読解本文 –
▼

私は単なる遊びの海外旅行にはあまり行ったことがありません。いつも、映画祭だったりメディアアワードだったり、それに参加するために海外に行っています。ここ20年ぐらいで遊びで海外に行ったのはワタナベアニさんと行ったパリとホーチミンぐらいかも知れません。

でも、もし私が短編映画を作ってなかったら、もっと海外には行ってなかったと思います。私は幸運にも短編映画をきっかけに、海外に行くパターンを手に入れることが出来ました。

作品はもう一人の自分として自分の人生を耕してくれます。作品を作って映画祭で上映されると、それを見た人から連絡が来て、また別の映画祭で上映されることもたくさんあります。

私がやったのは作品を作ってどこかの映画祭に応募したところまでです。そこから先は作品が勝手にチャンスを掴んでくるんです。私が知らないところで勝手に話が進んでいるんです。

私は20年ぐらいかけて20本以上の作品を作ってきたので、その作品たちが世界中に飛び出していき、すごくたくさんのチャンスを掴んで帰って来ました。毎年1本作っていると、常に2〜3本の作品が世界のどこかで勝手に動いてるんです。仕事も激務でしたが、映画祭に関するやりとりもメチャクチャな量をやっていました。

▲

表示データ –
▼

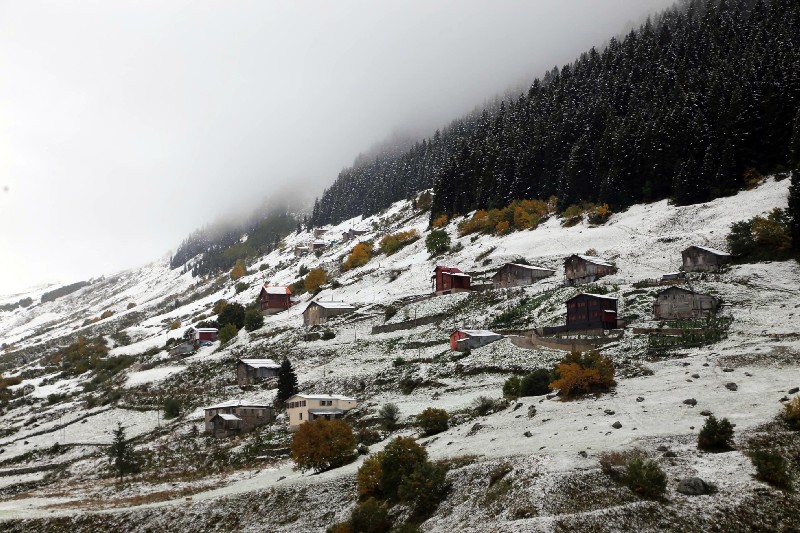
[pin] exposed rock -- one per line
(693, 486)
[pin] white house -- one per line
(304, 407)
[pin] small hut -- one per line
(582, 269)
(448, 280)
(676, 303)
(274, 299)
(517, 275)
(469, 339)
(319, 311)
(703, 259)
(248, 371)
(591, 311)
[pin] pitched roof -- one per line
(237, 403)
(260, 363)
(324, 397)
(710, 250)
(276, 289)
(331, 304)
(479, 332)
(592, 259)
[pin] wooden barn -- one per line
(591, 311)
(235, 417)
(676, 303)
(304, 407)
(248, 371)
(582, 269)
(318, 312)
(703, 259)
(518, 275)
(469, 339)
(274, 299)
(447, 280)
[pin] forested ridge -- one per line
(684, 108)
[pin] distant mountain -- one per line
(688, 107)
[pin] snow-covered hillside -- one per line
(761, 354)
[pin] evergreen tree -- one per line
(121, 454)
(287, 382)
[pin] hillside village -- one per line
(689, 334)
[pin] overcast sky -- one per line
(124, 125)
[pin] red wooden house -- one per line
(275, 299)
(448, 280)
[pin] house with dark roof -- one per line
(319, 311)
(449, 280)
(582, 269)
(235, 417)
(248, 371)
(274, 299)
(704, 259)
(518, 275)
(676, 303)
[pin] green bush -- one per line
(432, 421)
(437, 242)
(253, 320)
(645, 477)
(771, 467)
(716, 435)
(227, 332)
(370, 516)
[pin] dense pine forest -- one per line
(688, 107)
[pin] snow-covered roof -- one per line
(275, 289)
(594, 296)
(327, 304)
(529, 267)
(237, 403)
(593, 259)
(323, 397)
(479, 332)
(710, 250)
(260, 363)
(230, 418)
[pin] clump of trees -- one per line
(581, 373)
(716, 435)
(762, 238)
(359, 256)
(323, 444)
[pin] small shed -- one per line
(676, 302)
(517, 275)
(274, 299)
(205, 334)
(319, 311)
(703, 259)
(449, 280)
(469, 339)
(248, 371)
(235, 417)
(582, 269)
(591, 311)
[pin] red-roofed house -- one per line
(448, 280)
(275, 299)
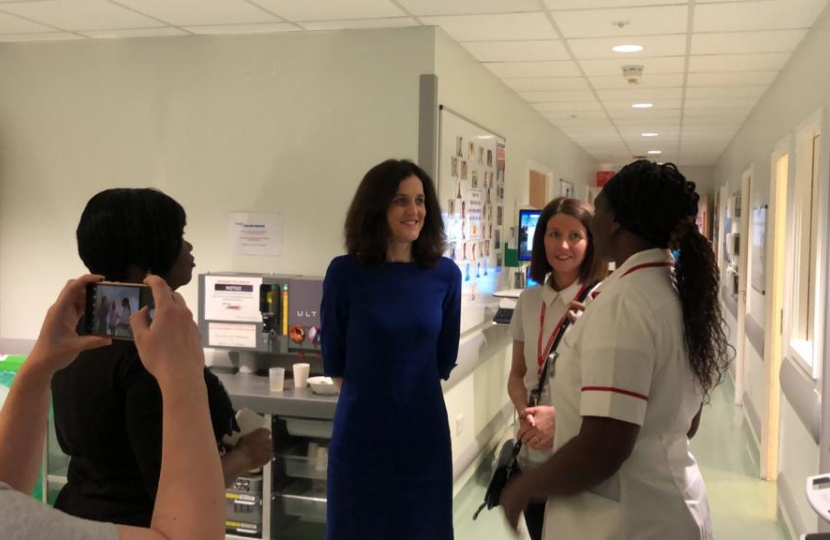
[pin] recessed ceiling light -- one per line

▲

実施課題 –
1. 短編映画についての本文で、作品が「自分の人生を耕してくれます」とされる理由を、本文の記述に沿って1〜3文で説明してください。
2. 短編映画についての本文の「私がやったのは作品を作ってど」から「クチャな量をやっていました。」までを、「映画祭」を「フェスティバル」に差し替えて書いてください。

最終回答 –
1. 作品を作って映画祭で上映されると、それを見た人から連絡が来て、また別の映画祭で上映されることもたくさんあるためです。

2.
私がやったのは作品を作ってどこかのフェスティバルに応募したところまでです。そこから先は作品が勝手にチャンスを掴んでくるんです。私が知らないところで勝手に話が進んでいるんです。

私は20年ぐらいかけて20本以上の作品を作ってきたので、その作品たちが世界中に飛び出していき、すごくたくさんのチャンスを掴んで帰って来ました。毎年1本作っていると、常に2〜3本の作品が世界のどこかで勝手に動いてるんです。仕事も激務でしたが、フェスティバルに関するやりとりもメチャクチャな量をやっていました。